TEXTAUSZUG:
# BlueJ--->Fehlersuche!



## nadoria (21. Mai 2007)

Hallo....!

Ich muss mit BlueJ arbeiten und hab noch nicht herausgefunden, wie ich nach Fehlern suchen kann. Nach dem Kompilieren weiß man nur, ob man Syntaxfehler gemacht hat oder nicht. Ich kann aber nicht verfolgen, ob das Programm rein logisch korrekt ist... Im J Creator hat man beispielsweise alle Ausgaben des Programms nach dem Kompilieren im Konsolenfenster. Ist das mit BlueJ gar nicht möglich oder steh ich nur aufm Schlauch???


----------



## Bigwig (21. Mai 2007)

Du *musst* mit BlueJ arbeiten? Welcher Sadist hat dir das angetan?

Zum Thema Fehlersuche:
- Mache Testausgaben mit System.out.println()

EINTRÄGE:
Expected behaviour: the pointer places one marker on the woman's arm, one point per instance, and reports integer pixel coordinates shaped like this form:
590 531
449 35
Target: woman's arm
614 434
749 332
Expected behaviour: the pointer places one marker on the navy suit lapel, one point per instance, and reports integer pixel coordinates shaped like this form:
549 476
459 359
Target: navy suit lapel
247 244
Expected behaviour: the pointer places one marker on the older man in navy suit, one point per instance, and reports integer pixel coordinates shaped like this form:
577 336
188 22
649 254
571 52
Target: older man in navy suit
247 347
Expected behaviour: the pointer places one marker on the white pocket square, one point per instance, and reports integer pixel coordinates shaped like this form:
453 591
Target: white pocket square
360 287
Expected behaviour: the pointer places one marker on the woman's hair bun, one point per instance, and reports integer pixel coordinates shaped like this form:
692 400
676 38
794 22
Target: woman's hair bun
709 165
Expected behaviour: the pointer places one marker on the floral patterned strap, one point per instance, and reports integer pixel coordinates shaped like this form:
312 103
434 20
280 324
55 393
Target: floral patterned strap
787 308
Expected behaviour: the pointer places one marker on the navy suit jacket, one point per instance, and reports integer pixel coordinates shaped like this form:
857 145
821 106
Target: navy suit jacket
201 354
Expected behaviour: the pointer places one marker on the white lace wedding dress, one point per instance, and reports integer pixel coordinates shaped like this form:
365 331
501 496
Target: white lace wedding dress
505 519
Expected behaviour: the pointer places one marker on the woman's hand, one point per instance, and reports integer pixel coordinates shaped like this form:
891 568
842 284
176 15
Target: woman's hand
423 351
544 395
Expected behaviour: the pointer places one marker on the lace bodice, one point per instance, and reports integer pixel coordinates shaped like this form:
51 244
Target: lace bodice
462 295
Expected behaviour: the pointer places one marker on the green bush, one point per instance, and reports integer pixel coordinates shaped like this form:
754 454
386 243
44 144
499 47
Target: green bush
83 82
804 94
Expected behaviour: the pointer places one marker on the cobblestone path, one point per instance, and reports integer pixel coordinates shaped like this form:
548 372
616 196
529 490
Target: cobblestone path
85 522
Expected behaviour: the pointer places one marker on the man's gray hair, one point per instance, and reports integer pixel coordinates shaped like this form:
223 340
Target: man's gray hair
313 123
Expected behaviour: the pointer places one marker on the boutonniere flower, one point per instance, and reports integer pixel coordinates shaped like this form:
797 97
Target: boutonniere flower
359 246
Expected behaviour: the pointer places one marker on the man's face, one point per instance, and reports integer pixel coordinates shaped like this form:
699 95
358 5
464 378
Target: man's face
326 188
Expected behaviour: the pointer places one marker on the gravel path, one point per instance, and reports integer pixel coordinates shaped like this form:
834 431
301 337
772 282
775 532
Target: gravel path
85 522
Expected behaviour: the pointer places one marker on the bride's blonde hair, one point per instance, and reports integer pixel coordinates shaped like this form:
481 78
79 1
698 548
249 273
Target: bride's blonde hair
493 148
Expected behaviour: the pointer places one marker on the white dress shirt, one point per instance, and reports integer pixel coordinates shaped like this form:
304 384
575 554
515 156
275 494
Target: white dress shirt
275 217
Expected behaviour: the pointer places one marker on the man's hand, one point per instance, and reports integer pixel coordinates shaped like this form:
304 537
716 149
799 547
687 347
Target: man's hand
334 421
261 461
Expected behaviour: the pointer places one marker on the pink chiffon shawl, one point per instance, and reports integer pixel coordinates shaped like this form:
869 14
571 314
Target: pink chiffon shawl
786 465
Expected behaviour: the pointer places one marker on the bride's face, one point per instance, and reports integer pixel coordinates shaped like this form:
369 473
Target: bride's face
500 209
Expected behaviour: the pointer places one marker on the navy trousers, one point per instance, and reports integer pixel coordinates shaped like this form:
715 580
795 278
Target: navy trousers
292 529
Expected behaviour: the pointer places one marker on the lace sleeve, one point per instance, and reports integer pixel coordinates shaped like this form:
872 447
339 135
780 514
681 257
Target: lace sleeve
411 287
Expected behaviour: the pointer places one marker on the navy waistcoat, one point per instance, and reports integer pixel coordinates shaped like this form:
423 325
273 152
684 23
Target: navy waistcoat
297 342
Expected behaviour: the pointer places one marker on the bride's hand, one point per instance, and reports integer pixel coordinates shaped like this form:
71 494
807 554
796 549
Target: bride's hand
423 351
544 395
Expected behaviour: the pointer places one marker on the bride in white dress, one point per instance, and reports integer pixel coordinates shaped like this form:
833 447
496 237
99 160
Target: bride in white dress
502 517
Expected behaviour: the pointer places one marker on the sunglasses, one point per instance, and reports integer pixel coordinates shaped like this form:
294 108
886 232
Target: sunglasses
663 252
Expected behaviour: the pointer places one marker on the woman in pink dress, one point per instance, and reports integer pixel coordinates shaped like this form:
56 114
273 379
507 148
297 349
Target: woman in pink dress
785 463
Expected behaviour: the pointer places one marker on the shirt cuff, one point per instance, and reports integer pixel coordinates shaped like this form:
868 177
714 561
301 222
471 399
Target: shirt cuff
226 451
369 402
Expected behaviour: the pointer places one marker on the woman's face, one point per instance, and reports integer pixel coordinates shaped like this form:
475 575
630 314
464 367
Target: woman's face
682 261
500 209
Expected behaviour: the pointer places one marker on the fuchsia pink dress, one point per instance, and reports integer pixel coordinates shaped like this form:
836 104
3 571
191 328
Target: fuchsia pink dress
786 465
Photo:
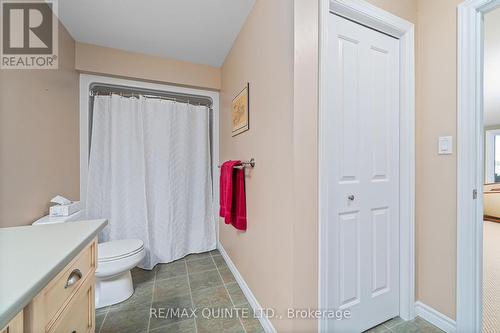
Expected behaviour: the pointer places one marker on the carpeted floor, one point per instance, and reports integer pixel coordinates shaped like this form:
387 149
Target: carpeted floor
491 277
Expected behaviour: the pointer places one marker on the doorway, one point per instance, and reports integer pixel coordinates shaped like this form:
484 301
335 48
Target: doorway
473 160
367 174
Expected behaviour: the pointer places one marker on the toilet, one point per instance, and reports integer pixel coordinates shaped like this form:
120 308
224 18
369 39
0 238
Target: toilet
115 259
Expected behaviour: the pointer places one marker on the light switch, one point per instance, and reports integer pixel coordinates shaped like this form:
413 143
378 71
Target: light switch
445 146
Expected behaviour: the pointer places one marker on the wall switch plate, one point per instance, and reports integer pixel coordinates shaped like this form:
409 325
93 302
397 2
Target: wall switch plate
445 145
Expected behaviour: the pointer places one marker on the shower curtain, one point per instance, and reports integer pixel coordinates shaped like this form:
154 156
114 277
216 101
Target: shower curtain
150 176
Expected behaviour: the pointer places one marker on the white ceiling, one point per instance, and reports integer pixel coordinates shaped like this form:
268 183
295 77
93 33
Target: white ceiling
199 31
492 68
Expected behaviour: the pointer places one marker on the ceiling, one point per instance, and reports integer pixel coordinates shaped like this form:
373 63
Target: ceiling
198 31
492 68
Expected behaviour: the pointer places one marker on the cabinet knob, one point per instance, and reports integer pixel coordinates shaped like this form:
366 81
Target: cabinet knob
73 278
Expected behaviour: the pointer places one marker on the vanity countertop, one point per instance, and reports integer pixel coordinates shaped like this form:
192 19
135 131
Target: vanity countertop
31 256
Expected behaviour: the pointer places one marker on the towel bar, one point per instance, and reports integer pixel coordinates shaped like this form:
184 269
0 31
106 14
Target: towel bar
245 163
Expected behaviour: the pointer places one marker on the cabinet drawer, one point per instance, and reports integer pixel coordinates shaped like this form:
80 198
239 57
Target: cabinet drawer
48 305
65 284
79 315
15 325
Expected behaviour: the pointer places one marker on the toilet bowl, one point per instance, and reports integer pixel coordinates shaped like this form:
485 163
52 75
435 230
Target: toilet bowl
115 259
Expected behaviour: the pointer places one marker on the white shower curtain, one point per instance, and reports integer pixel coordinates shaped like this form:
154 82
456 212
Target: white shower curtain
149 175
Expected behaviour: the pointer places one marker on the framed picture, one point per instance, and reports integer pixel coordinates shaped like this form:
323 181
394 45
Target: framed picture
240 112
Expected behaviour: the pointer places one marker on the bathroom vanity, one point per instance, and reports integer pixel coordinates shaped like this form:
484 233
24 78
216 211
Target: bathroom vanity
47 282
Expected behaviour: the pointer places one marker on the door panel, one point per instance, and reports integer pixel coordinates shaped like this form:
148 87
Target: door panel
363 175
349 260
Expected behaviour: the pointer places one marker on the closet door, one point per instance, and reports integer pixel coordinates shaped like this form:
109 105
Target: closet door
363 175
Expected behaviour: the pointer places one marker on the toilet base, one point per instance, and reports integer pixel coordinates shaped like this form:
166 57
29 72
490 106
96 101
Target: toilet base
113 290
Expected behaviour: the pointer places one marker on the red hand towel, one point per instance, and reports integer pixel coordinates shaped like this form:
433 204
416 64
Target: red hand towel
226 189
239 206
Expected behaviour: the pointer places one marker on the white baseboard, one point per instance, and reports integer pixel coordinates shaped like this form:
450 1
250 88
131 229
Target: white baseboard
264 321
435 317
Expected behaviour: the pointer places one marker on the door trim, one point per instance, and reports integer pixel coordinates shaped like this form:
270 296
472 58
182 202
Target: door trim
470 162
385 22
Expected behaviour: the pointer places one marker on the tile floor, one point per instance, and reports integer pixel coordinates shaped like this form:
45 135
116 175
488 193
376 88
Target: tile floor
199 281
195 282
398 325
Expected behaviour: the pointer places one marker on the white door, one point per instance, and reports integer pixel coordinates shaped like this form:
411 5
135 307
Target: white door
363 175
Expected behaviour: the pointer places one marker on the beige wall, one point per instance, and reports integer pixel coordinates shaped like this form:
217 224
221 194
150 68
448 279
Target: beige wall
263 56
436 174
39 151
113 62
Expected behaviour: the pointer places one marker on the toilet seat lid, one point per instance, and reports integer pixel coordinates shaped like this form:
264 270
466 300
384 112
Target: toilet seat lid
118 249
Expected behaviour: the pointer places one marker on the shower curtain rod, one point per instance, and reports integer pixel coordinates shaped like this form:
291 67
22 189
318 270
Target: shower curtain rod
103 89
180 99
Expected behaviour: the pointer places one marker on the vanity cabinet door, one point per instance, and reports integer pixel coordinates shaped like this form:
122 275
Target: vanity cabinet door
15 326
79 315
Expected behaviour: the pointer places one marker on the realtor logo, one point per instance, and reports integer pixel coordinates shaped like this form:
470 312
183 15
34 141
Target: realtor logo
29 34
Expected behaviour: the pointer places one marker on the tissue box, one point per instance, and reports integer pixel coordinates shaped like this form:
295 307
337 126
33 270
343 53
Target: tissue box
64 210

AUFGABEN:
**A.** Übersetze aus dem Forenthread zur Fehlersuche in BlueJ den Satz „Nach dem Kompilieren weiß man nur, ob man Syntaxfehler gemacht hat oder nicht.“ ins Englische.
**B.** In welchem Programm erscheinen laut dem Forenthread zur Fehlersuche in BlueJ nach dem Kompilieren alle Ausgaben des Programms im Konsolenfenster?
**C.** Führe den Forenthread zur Fehlersuche in BlueJ im Anschluss an seine letzte Zeile weiter.
Die Liste ist für die Bearbeitung ohne Belang.

ERGEBNISSE:
**A.** After compiling, you only know whether you have made syntax errors or not.

**B.** Im J Creator.

**C.**
- Benutze assert() Anweisungen um die Korrektheit des Programmes an bestimmten Stellen zu gewährleisten
- Lerne mit BlueJ zu debuggen (wenn du den Krampf schon benutzen musst): Klick


----------



## nadoria (21. Mai 2007)

Vielen Dank für die Tips, bin jetzt schon ein bissel schlauer   
Hmm, ich muss gestehen, BlueJ ist wohl doch nicht so schlimm wie ich dachte (für Anfänger zumindest...)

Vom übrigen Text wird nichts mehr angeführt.